PROMPT 1: Reproduce the stretch of the forum thread on distributed systems programming from "Anyway, after you" through "in practice. :)", word for word.

SELECTED EXTRACT:
>> Start

The Game of Distributed Systems Programming

rumcajz · on June 27, 2012

Great that someone have written this down. These points should be stressed as much as possible.

Anyway, after you move from RPC to message passing and then to state machines with delayed action execution you are facing the next big problem: the fact that message queues between the components are not perfectly elastic and can run out of memory if different components run at widely different speeds.

This is mostly not a problem inside datacenter, where admins take care not to run out of resources. In the Internet environment though it is often a common case rather than a rare occurence.

I haven't seen this problem addressed so far, whether in software or in theory. Any pointers to relevant work are welcome.

vicaya · on June 27, 2012

Level 4: You realize all abstractions are leaky. Yet, you feel comfortable using appropriate abstractions based on the use cases.

digeridoo · on June 27, 2012

I'm not sure about the OP, but I'm pretty sure you have built distributed systems in practice. :)

vicaya · on June 27, 2012

Hehe, I have only built small systems up to a few thousand nodes though, a long way to go to million autonomous node systems :)

Then there is level 11: You're Jeff Dean.

mvzink · on June 27, 2012

I have never made use of reification of actions in real software before. Can anybody weigh in on the costs, methods, tools, or any other aspect of extensive action reification? I'm gonna have to experiment with this.

toolslive · on June 27, 2012

I'm pretty sure you're lying ;) . If you've ever used the GOF command pattern or an object representing an action, you've used reification.

mvzink · on June 27, 2012

You're absolutely right, I meant to say "extensive" action reification, in the sense that the author claims you must reify "all your actions"—although, indeed, I've never used the GOF command pattern.

>> End

PROMPT 2: In the entries that follow, take the stretch from the line containing "the butterfly, then" through the line containing "67, 59, 69, 68", both included, and present it as a JSON list of strings with one string per line and blank lines left out.

DATA LISTING:
>> Start

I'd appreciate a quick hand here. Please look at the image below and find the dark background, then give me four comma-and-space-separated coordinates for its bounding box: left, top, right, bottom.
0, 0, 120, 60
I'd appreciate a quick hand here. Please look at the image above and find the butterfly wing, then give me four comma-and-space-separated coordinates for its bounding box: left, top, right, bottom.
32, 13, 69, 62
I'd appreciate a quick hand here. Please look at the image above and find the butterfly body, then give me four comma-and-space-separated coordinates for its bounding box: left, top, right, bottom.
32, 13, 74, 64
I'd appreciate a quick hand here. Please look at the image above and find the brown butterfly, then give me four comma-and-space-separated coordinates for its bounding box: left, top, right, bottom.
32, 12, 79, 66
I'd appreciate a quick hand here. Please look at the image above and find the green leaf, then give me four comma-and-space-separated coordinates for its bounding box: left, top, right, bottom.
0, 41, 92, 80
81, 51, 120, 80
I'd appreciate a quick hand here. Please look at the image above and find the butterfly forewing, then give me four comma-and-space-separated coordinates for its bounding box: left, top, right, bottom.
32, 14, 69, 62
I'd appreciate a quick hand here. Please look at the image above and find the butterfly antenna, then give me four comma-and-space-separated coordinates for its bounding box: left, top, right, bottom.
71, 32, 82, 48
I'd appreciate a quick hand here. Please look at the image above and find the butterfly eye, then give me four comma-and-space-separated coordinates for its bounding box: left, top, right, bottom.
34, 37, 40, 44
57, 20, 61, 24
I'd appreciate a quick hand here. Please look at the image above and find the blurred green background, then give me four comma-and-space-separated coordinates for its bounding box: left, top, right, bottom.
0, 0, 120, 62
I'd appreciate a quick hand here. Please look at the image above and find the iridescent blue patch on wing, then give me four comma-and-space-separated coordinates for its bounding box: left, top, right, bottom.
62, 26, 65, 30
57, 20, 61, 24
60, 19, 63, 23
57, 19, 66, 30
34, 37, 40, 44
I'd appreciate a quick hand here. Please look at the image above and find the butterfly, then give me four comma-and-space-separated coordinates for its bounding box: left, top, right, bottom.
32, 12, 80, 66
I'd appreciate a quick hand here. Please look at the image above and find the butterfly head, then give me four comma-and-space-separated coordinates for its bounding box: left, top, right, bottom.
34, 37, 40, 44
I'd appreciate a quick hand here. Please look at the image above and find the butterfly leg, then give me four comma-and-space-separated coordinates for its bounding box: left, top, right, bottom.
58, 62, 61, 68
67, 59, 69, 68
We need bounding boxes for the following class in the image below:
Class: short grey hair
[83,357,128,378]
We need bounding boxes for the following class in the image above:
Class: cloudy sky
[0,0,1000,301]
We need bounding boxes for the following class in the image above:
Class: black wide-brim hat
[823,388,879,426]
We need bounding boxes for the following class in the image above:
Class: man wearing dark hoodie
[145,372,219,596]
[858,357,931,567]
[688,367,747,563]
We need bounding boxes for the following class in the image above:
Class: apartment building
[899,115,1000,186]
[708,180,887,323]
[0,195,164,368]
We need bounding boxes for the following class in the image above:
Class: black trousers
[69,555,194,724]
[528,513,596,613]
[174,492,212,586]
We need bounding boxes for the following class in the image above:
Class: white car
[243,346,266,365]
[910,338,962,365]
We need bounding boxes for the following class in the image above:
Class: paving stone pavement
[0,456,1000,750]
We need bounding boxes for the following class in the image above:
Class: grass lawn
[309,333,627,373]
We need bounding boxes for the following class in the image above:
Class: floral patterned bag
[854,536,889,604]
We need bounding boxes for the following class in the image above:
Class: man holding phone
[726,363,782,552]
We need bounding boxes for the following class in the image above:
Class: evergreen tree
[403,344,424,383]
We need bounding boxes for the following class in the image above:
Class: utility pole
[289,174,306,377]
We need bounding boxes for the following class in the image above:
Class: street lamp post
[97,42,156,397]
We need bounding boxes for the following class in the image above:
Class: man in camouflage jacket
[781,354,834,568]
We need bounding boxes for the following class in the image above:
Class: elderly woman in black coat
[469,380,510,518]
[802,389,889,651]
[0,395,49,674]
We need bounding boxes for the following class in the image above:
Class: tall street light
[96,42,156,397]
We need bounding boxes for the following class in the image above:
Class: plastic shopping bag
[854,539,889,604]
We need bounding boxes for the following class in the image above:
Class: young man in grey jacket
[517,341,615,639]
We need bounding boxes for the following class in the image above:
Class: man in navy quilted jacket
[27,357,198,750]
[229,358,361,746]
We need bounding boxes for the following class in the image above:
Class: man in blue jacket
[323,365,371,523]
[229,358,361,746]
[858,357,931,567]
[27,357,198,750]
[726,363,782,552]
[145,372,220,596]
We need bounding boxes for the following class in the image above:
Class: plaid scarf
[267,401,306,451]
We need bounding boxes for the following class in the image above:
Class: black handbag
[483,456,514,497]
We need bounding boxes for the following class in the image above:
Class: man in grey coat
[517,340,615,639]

>> End

COMPLETE RESPONSE 1:
Anyway, after you move from RPC to message passing and then to state machines with delayed action execution you are facing the next big problem: the fact that message queues between the components are not perfectly elastic and can run out of memory if different components run at widely different speeds.

This is mostly not a problem inside datacenter, where admins take care not to run out of resources. In the Internet environment though it is often a common case rather than a rare occurence.

I haven't seen this problem addressed so far, whether in software or in theory. Any pointers to relevant work are welcome.

vicaya · on June 27, 2012

Level 4: You realize all abstractions are leaky. Yet, you feel comfortable using appropriate abstractions based on the use cases.

digeridoo · on June 27, 2012

I'm not sure about the OP, but I'm pretty sure you have built distributed systems in practice. :)

COMPLETE RESPONSE 2:
[
  "I'd appreciate a quick hand here. Please look at the image above and find the butterfly, then give me four comma-and-space-separated coordinates for its bounding box: left, top, right, bottom.",
  "32, 12, 80, 66",
  "I'd appreciate a quick hand here. Please look at the image above and find the butterfly head, then give me four comma-and-space-separated coordinates for its bounding box: left, top, right, bottom.",
  "34, 37, 40, 44",
  "I'd appreciate a quick hand here. Please look at the image above and find the butterfly leg, then give me four comma-and-space-separated coordinates for its bounding box: left, top, right, bottom.",
  "58, 62, 61, 68",
  "67, 59, 69, 68"
]